WHAT THE EXERCISE ASKS.
The answer is every line of the records that holds the word "gray", copied in full.

RECORDS FOR THIS EXERCISE.
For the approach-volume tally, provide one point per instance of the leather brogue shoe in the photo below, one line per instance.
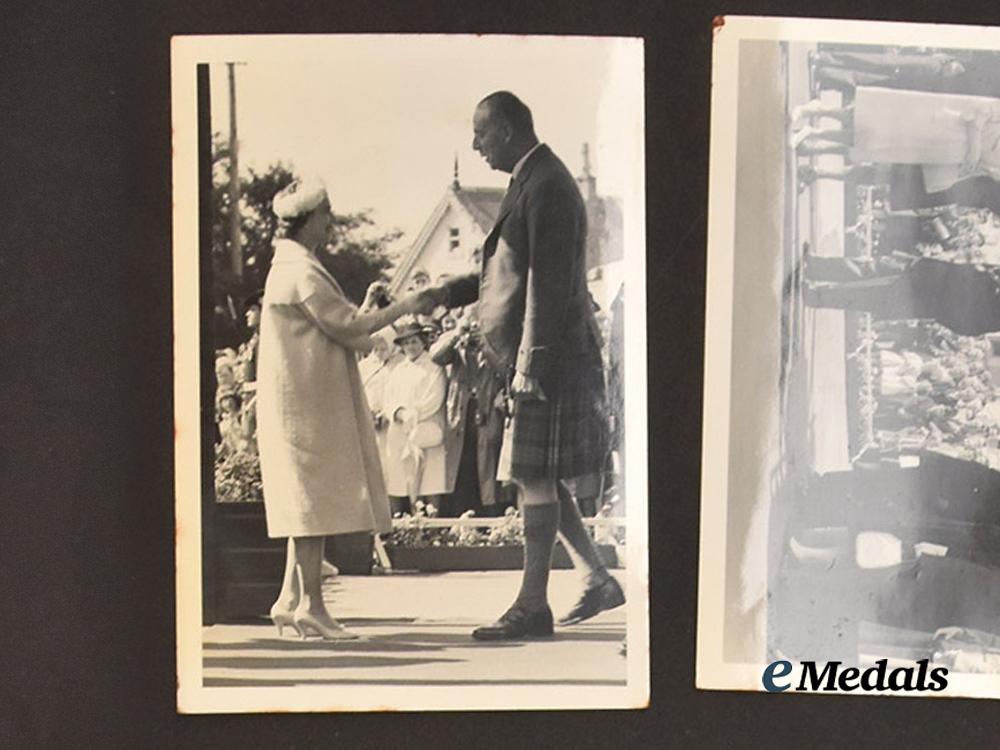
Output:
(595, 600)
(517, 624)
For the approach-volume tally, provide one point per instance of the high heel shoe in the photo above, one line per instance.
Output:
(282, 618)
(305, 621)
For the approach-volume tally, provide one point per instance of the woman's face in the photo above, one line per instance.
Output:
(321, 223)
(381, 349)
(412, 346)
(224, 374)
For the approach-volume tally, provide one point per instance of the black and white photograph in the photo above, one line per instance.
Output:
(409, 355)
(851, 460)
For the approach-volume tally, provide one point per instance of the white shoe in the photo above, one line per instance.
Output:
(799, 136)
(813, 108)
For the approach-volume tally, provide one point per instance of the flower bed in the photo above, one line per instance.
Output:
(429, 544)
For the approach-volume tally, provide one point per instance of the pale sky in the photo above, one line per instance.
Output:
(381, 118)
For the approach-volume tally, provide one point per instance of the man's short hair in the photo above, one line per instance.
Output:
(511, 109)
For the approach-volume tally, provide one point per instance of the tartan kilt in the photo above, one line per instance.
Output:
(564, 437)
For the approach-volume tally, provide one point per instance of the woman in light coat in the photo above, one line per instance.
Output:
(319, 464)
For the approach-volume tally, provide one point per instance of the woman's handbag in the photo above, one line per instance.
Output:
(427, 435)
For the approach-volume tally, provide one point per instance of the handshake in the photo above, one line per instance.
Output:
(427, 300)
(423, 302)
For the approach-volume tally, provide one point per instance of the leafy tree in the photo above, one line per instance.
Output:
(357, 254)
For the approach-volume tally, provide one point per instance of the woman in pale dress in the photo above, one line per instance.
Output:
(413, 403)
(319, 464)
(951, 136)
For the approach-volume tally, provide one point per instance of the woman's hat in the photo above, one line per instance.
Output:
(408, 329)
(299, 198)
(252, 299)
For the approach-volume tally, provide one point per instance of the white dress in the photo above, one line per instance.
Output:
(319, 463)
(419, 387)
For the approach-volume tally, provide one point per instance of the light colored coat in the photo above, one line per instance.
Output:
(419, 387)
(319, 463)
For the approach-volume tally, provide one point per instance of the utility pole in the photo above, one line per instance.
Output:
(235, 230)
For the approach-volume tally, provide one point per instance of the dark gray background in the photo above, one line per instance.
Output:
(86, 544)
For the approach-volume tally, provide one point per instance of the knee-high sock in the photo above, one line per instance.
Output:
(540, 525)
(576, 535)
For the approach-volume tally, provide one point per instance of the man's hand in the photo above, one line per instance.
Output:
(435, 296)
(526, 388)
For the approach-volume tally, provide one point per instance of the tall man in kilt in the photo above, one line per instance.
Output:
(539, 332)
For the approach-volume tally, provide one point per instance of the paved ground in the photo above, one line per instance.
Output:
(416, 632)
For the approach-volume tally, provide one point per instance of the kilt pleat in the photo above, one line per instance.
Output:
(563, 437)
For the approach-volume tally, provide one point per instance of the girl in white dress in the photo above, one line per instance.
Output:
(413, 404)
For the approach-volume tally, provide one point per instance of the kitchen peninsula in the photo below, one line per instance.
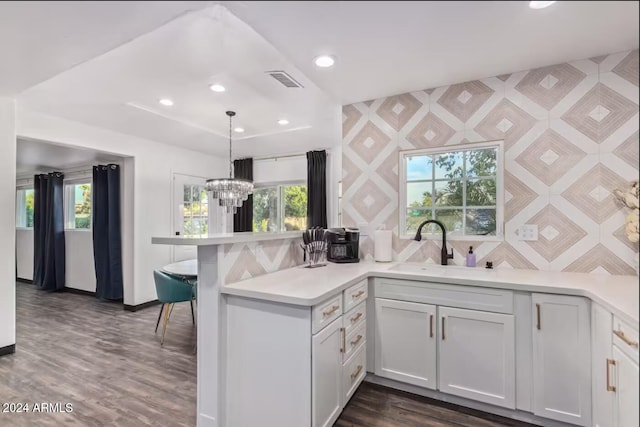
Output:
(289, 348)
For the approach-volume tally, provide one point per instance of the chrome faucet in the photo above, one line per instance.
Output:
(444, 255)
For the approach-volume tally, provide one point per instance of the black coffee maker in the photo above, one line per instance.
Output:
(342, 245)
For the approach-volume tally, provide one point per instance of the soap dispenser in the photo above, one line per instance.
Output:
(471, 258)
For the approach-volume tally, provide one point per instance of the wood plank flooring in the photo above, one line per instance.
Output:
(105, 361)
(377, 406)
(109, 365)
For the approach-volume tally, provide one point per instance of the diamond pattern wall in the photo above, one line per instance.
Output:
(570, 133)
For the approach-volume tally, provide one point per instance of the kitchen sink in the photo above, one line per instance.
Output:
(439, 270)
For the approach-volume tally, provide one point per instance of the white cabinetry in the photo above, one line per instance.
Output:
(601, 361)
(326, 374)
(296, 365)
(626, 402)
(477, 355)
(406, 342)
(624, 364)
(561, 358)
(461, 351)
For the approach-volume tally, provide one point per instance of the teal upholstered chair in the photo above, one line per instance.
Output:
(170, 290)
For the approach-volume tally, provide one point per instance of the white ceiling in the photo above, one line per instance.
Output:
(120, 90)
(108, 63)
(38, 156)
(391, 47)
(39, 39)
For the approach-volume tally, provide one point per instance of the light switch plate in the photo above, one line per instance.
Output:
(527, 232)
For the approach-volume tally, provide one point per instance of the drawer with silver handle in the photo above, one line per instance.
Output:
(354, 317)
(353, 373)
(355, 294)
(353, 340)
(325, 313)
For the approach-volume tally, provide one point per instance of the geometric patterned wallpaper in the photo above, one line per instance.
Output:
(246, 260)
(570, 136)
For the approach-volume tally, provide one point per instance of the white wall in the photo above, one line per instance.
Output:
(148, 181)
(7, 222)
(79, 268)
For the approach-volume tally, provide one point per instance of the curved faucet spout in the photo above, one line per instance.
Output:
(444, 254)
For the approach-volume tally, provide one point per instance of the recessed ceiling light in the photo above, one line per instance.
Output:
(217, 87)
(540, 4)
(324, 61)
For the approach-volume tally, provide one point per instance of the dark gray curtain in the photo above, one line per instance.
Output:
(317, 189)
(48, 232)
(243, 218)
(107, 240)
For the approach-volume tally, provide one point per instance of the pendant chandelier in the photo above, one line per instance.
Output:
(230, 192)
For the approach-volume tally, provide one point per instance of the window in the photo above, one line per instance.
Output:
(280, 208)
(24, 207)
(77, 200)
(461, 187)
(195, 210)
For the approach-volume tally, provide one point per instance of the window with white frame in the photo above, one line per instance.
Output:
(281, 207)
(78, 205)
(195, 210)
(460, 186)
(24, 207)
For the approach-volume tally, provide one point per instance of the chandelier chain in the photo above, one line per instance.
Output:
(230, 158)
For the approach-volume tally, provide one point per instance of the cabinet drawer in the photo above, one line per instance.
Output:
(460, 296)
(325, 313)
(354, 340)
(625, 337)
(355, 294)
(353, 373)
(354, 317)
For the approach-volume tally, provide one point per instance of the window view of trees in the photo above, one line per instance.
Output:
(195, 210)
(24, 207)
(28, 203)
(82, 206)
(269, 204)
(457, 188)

==

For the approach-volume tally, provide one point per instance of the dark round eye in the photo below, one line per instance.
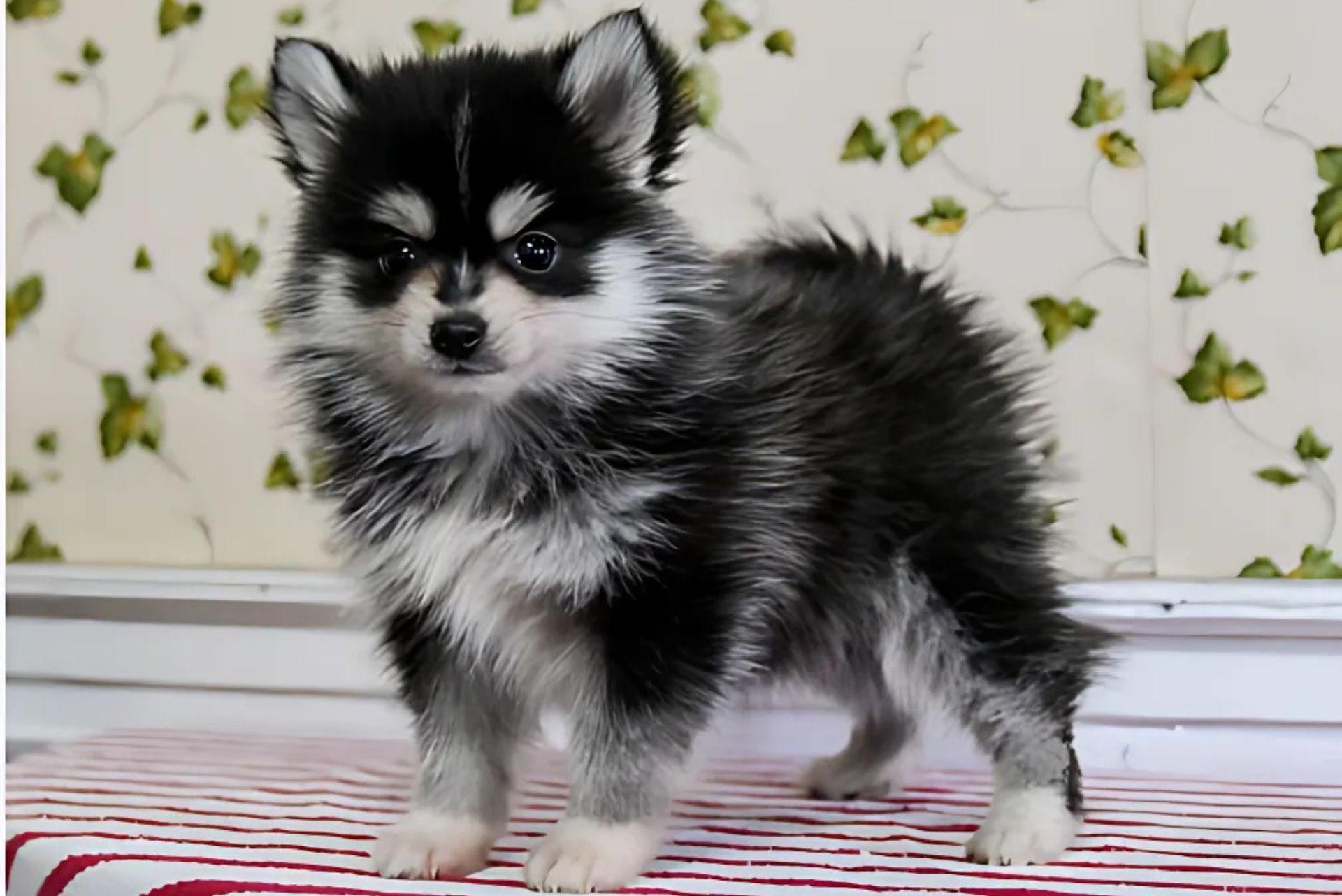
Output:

WRITTEN ANSWER.
For the approach-volume tally, provide one point per instance of the dark gray background in the photo above, one line per instance.
For the approach-volume tally, provide one point per instance of the dark gray curtain in the photo above, one line per instance.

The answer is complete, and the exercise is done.